• WRITTEN EXERCISE
Return the records below from the line containing "Where can the salon" onward, exactly, through and including the last line.

• DATA IN THIS EXERCISE
□ □ □

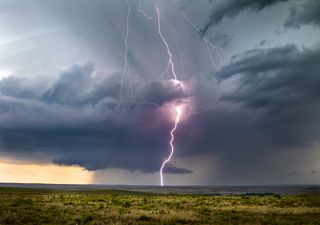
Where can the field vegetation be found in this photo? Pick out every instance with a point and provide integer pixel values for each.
(35, 206)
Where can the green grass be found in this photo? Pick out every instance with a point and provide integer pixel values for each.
(35, 206)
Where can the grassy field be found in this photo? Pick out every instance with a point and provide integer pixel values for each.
(35, 206)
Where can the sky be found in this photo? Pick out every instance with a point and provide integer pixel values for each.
(88, 94)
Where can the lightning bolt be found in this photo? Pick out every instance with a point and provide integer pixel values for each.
(178, 115)
(125, 66)
(143, 12)
(207, 43)
(178, 109)
(170, 64)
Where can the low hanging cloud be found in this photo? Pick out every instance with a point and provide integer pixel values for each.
(281, 85)
(304, 13)
(78, 120)
(232, 8)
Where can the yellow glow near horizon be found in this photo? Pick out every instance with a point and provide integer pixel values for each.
(22, 172)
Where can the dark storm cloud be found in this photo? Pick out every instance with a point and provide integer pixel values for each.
(231, 8)
(281, 86)
(176, 170)
(79, 120)
(307, 12)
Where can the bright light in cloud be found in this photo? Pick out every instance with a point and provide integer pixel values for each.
(22, 172)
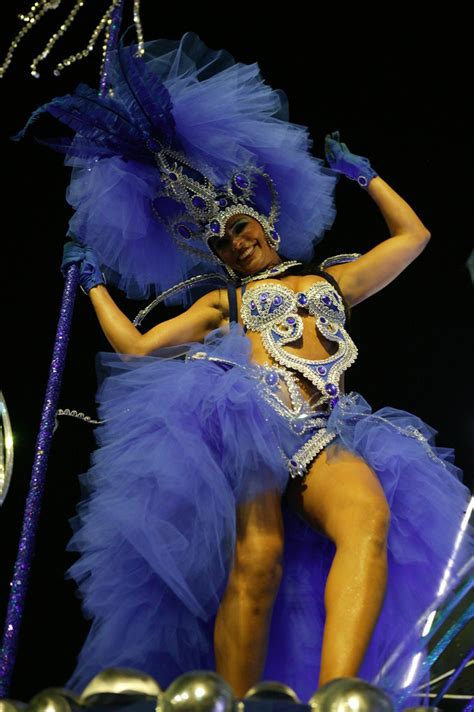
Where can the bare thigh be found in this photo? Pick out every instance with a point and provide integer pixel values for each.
(260, 534)
(340, 495)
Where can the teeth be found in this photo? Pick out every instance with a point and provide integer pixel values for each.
(246, 253)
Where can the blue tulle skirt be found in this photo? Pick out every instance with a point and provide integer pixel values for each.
(185, 440)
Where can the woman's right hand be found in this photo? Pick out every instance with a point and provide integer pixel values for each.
(90, 273)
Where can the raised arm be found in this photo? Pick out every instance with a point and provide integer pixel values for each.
(383, 263)
(193, 325)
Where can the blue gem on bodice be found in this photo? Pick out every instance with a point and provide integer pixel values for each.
(273, 310)
(271, 378)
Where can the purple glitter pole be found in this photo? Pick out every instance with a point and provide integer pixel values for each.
(26, 548)
(22, 567)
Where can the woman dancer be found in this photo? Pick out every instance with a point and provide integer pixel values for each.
(242, 511)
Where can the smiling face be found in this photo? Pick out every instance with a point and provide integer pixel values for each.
(244, 247)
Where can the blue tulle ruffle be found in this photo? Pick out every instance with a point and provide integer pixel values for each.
(184, 442)
(224, 116)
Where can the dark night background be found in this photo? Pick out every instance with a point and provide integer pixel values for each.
(397, 95)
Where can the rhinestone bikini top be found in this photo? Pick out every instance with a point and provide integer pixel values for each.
(272, 310)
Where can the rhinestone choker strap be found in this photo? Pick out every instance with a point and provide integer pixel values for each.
(271, 271)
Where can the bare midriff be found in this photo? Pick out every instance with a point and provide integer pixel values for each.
(312, 345)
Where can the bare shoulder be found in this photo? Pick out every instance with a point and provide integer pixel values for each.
(215, 299)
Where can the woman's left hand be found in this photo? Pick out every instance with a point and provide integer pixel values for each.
(343, 161)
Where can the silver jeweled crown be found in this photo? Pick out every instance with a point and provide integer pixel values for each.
(204, 207)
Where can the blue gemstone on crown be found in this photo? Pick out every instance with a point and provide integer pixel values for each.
(241, 181)
(184, 231)
(271, 378)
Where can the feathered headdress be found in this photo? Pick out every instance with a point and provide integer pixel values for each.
(185, 138)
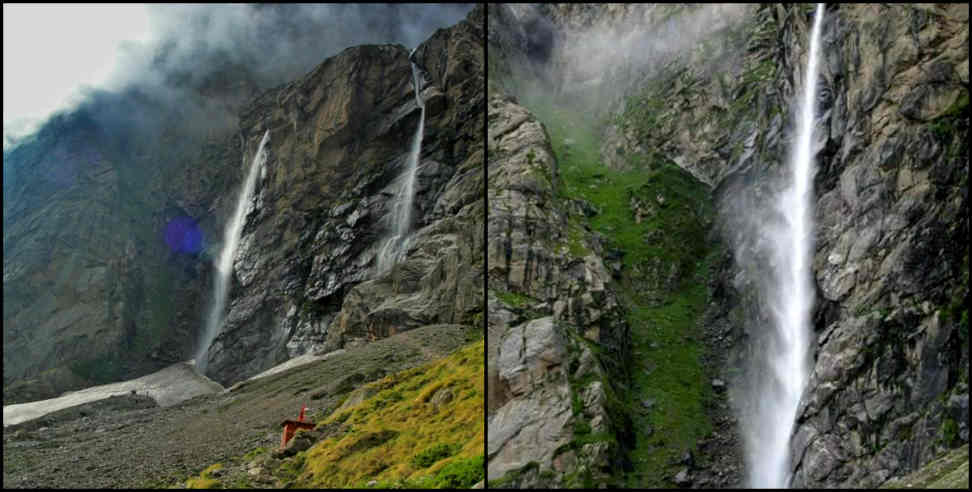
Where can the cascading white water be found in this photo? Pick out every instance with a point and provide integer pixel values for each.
(224, 269)
(395, 246)
(790, 300)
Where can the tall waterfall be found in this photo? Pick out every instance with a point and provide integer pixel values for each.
(395, 246)
(224, 269)
(790, 299)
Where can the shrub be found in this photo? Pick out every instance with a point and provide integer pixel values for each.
(434, 453)
(460, 474)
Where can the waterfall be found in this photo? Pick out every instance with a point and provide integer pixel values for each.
(790, 300)
(224, 269)
(395, 246)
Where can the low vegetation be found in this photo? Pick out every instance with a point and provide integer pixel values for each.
(656, 216)
(422, 428)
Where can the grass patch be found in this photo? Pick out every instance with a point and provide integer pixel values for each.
(658, 216)
(403, 414)
(204, 480)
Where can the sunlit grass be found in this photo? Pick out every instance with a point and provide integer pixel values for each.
(389, 436)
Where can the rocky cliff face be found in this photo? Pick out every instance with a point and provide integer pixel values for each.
(888, 390)
(307, 267)
(97, 284)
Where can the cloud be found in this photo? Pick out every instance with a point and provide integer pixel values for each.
(594, 56)
(196, 51)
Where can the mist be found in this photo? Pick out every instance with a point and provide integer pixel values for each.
(203, 62)
(595, 65)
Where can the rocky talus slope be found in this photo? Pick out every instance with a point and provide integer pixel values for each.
(130, 442)
(93, 293)
(889, 387)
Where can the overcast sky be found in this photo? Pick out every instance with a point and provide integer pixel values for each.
(52, 51)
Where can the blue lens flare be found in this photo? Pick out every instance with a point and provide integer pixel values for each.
(182, 235)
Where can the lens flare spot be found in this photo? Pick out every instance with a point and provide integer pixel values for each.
(182, 235)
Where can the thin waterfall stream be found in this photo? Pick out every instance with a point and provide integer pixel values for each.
(790, 299)
(224, 268)
(395, 246)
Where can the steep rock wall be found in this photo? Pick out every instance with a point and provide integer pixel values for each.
(889, 386)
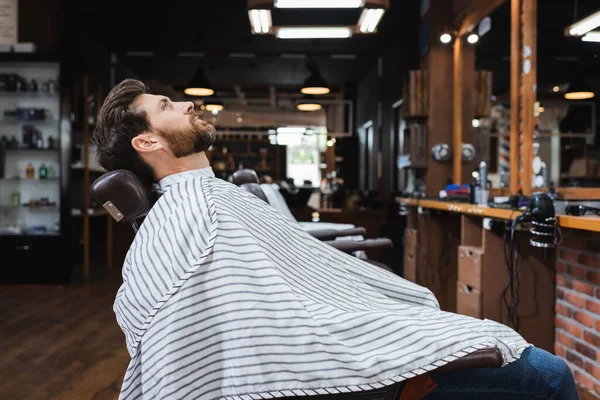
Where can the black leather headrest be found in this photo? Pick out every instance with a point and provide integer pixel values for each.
(255, 189)
(245, 176)
(123, 195)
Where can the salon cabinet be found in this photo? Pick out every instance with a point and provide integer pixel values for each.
(465, 266)
(34, 208)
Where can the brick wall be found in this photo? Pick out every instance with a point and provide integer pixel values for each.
(577, 318)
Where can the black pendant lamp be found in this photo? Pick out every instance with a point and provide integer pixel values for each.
(308, 103)
(314, 84)
(199, 85)
(579, 90)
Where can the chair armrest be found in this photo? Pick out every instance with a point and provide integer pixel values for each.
(484, 358)
(350, 246)
(330, 234)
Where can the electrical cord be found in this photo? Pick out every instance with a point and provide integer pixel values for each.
(513, 262)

□ □ □

• FULL ANSWER
Where can the salon cabinet be found in this photo? Pick out every instance with a point and provide integer pixel values for each.
(465, 266)
(34, 208)
Where can the brick wall be found in this photo? Pick out every instance with a point and provide integer pixel values for each.
(577, 318)
Where can the black pendant lamp be found in this photo? Pick out every instance with a point and provide integer pixel values for each.
(308, 103)
(314, 84)
(199, 85)
(579, 90)
Where can the chair armrest be found in this photo? Pick out every instance with a point and provide integer pixel values for each.
(484, 358)
(350, 246)
(330, 234)
Where can the electrical cord be found in this photo? Pick out every instance with a point and provide integer pixel values for each.
(513, 262)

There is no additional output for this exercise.